=== Data for analysis ===
• • • •
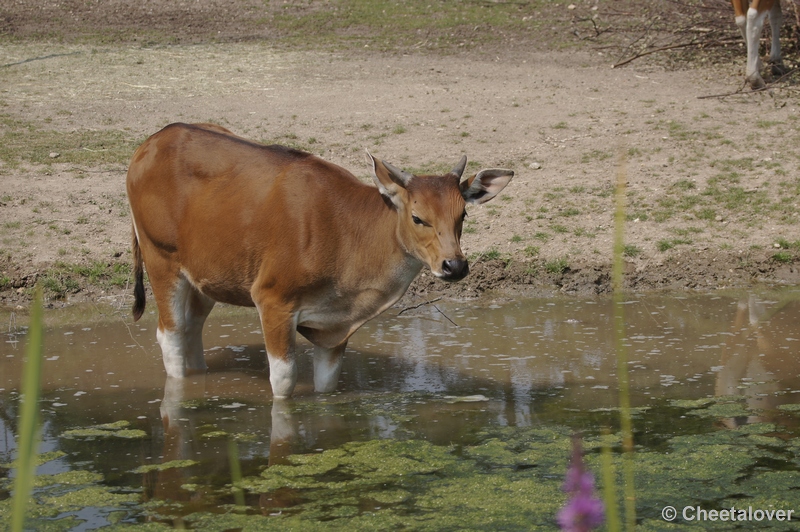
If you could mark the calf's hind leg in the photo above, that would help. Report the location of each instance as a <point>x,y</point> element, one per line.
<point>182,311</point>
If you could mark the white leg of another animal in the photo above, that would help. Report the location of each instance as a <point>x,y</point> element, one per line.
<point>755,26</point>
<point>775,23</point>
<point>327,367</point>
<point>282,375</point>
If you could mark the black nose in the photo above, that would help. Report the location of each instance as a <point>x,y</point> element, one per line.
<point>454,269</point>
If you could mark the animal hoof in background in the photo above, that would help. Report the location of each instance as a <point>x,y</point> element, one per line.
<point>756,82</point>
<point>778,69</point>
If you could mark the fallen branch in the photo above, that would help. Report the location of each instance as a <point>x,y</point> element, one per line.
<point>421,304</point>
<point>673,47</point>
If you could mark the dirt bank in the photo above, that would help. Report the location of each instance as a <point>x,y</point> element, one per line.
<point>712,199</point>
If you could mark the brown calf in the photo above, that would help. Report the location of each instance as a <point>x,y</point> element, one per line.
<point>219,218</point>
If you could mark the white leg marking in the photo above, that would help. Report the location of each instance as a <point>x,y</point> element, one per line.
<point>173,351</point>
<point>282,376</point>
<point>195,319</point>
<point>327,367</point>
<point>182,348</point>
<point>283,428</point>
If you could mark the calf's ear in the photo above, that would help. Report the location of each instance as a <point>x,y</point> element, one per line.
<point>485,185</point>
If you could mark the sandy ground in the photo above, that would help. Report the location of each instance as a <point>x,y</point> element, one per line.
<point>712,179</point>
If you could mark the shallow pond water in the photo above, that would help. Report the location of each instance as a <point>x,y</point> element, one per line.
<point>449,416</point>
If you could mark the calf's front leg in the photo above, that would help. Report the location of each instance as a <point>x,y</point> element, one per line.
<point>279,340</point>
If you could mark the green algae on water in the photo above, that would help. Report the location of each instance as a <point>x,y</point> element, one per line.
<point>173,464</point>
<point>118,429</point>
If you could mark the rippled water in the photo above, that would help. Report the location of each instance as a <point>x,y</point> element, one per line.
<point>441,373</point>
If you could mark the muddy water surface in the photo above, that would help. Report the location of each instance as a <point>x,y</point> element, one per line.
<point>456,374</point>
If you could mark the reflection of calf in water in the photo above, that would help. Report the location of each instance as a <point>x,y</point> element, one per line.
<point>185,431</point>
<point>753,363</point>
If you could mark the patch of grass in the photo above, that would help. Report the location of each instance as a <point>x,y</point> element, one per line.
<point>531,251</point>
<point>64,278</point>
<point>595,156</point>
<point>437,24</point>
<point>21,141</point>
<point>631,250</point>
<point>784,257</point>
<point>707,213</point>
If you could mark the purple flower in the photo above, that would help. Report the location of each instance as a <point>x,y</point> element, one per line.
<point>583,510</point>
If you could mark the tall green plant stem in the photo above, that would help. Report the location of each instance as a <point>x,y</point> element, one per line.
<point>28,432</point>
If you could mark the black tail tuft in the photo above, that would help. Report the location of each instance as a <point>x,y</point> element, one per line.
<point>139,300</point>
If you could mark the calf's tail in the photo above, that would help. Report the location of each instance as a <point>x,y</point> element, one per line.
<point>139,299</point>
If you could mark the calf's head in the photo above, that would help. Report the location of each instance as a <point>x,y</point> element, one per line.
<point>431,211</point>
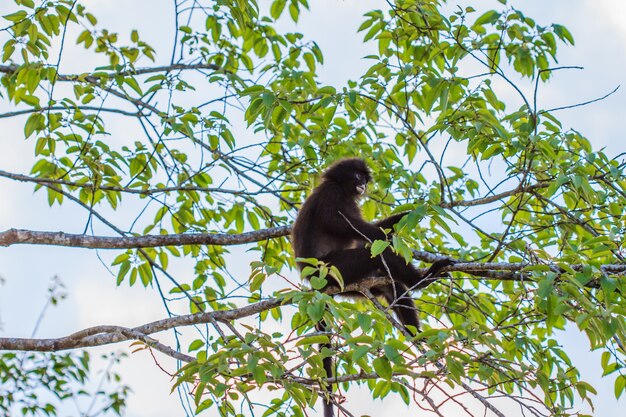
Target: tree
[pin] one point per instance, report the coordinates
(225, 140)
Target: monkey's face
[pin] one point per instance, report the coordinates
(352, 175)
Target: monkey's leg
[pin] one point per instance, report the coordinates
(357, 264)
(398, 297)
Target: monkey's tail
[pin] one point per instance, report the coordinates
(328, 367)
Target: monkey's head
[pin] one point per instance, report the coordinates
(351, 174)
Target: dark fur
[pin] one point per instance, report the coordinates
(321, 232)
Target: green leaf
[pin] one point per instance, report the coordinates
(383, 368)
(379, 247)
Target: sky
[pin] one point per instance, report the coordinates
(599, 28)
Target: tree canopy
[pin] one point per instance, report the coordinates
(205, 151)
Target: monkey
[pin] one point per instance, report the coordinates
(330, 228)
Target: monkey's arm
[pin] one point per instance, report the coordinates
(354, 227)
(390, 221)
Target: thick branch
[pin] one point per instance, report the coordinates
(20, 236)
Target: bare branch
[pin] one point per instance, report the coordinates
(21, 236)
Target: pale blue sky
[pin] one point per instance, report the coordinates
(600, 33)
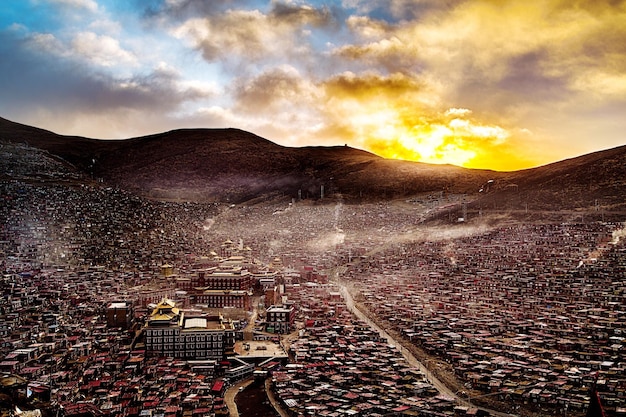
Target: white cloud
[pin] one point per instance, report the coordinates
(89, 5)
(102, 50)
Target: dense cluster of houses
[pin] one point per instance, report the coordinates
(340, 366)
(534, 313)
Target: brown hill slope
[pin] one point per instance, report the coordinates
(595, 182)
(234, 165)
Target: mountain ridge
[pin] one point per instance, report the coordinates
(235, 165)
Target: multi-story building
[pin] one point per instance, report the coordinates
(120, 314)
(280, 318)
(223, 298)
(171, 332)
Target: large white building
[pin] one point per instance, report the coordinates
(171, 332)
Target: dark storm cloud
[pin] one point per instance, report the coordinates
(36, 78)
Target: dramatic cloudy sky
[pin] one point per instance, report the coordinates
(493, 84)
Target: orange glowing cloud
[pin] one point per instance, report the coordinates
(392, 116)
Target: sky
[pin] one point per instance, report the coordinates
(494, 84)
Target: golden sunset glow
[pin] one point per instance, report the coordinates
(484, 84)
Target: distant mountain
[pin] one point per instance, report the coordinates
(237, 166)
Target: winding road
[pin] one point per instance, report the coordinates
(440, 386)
• • • •
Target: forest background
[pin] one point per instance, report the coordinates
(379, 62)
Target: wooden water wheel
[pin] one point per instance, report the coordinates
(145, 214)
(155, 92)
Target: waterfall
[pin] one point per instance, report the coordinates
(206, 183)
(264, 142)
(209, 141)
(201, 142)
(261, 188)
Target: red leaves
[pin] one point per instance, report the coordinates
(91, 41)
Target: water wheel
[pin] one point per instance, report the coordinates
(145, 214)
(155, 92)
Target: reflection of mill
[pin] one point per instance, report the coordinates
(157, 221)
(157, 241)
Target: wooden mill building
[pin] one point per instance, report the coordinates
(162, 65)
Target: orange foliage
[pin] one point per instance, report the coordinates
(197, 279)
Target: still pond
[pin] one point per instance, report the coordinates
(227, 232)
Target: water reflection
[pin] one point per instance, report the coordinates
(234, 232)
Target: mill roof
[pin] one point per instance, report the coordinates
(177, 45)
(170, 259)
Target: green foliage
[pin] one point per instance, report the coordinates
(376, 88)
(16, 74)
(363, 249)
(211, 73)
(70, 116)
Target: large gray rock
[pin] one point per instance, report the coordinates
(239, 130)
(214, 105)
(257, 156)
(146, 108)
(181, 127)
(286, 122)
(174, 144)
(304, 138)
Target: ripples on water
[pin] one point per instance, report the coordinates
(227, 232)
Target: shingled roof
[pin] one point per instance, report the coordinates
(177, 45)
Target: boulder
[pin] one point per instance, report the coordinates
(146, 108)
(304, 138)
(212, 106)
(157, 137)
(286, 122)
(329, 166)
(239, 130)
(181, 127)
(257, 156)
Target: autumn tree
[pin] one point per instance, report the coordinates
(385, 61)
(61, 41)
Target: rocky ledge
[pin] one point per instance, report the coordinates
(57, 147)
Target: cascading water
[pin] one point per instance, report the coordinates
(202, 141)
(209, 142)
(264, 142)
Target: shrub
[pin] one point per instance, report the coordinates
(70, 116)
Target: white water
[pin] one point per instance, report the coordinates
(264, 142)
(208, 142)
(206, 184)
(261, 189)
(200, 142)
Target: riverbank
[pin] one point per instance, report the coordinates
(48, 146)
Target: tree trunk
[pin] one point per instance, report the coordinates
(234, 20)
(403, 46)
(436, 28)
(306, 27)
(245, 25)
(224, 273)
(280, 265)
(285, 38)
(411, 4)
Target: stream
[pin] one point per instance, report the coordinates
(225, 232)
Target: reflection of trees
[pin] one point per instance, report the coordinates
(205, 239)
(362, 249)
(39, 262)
• • • •
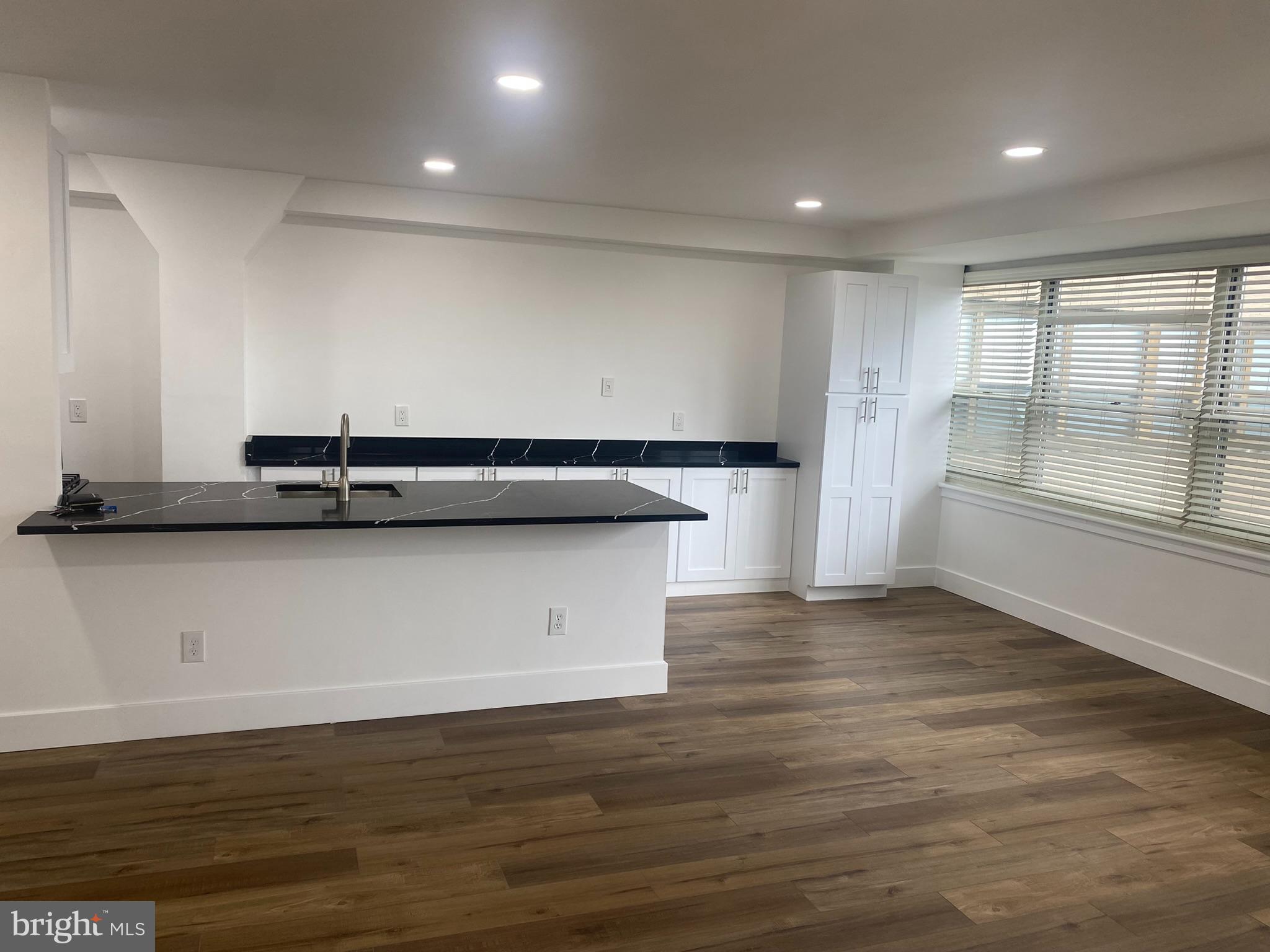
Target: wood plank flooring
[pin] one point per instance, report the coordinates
• • • •
=== Problem details ===
Only lines that contain the string "dark" count; pick each one out of the records and copy it.

=== Worked solution ===
Target: dark fur
Target: dark storm cloud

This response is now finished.